Records provided start

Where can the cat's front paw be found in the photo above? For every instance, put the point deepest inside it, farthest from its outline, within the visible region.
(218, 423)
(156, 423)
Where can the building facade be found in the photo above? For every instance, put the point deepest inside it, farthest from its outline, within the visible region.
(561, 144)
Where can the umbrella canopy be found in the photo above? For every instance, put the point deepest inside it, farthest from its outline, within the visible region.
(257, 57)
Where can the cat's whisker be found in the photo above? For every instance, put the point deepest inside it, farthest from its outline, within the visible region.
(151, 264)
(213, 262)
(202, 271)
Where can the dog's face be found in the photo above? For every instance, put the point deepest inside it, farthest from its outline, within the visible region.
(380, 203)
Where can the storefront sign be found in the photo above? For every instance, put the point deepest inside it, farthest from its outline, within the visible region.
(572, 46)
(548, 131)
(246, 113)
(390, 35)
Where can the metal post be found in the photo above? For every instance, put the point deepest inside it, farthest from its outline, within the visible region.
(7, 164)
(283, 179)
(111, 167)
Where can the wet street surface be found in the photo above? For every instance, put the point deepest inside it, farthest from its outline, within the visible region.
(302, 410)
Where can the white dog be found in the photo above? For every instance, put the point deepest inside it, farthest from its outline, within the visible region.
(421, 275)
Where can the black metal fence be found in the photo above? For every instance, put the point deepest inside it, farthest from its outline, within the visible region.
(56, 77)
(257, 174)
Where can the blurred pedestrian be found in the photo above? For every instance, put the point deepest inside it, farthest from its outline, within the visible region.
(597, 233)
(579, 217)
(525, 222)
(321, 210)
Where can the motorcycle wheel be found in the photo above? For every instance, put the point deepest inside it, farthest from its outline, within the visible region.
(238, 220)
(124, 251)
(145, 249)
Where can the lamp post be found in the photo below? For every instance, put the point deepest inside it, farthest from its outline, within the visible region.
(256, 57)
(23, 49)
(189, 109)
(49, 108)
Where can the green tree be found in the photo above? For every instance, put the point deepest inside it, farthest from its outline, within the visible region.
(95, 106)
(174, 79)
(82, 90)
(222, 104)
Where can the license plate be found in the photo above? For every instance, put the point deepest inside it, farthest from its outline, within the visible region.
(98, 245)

Records provided end

> The request
Reproduce every line of the listing above without any changes.

> Finished exercise
Where can the cat's front paw be found in the photo above? For every instance, put the point deepest inside it, farthest from its outline, within the visible region.
(218, 423)
(156, 423)
Where can the building facade be found in the photo above? For every instance, put the point deepest inside it, farthest from its outline, within the visible region.
(561, 144)
Where can the umbrella canopy be found in the photo above? For every instance, put the point deepest inside it, farthest from its outline, within the visible region.
(257, 57)
Where can the cat's whisker be found in the photo above? For every instance, put the point deepest inside it, farthest from its outline, within the visible region.
(151, 264)
(213, 262)
(202, 271)
Where can the dog's face be found in the photo above? For every instance, put the point deepest inside it, farthest from its outline, within the visible region.
(380, 203)
Where can the storefront sign be found in the photo above? For every instance, put the point deepest inside it, farthest from its outline, within the visible region.
(572, 46)
(548, 131)
(246, 113)
(390, 35)
Where can the metal post be found in the photo above? For every instance, put the point deepest inside it, farthest from its outline, within the visible region.
(7, 164)
(283, 179)
(111, 167)
Where can the wet street surface be found in the photo above? For every instance, put the point deepest inside it, farthest from its outline, within the visible region.
(302, 410)
Where can the white dog be found in the photo above? For every instance, put the point deepest inside it, farthest from its outline, within the visible region.
(421, 275)
Where can the black metal fence be found in the photo above? For every instance, put the point deepest inside it, farthest from its outline, within the visible region.
(56, 77)
(257, 174)
Where can the blurred pedestrian be found in the photo above? For every instance, put the point deepest inside it, farthest from its outline, within the visible region.
(597, 233)
(579, 217)
(525, 222)
(321, 210)
Where can the motorcycle wheel be found in the photo above? For every instance, put the point deepest inside it, farthest from its outline, within the visible region.
(238, 220)
(124, 251)
(145, 249)
Where can the lamp post be found in the photo below? For every instance, put the point deepest inside it, farthest from its outline, within the visible region.
(256, 57)
(23, 49)
(189, 109)
(49, 108)
Where can the green tree be found in the photo above? For every instance, put the point deepest inside it, farthest from its outline, within the visible region.
(95, 106)
(174, 79)
(82, 90)
(222, 104)
Where can the license plate be found in the photo above? For every instance, put the point deepest inside it, farthest from its outline, within the visible region.
(98, 245)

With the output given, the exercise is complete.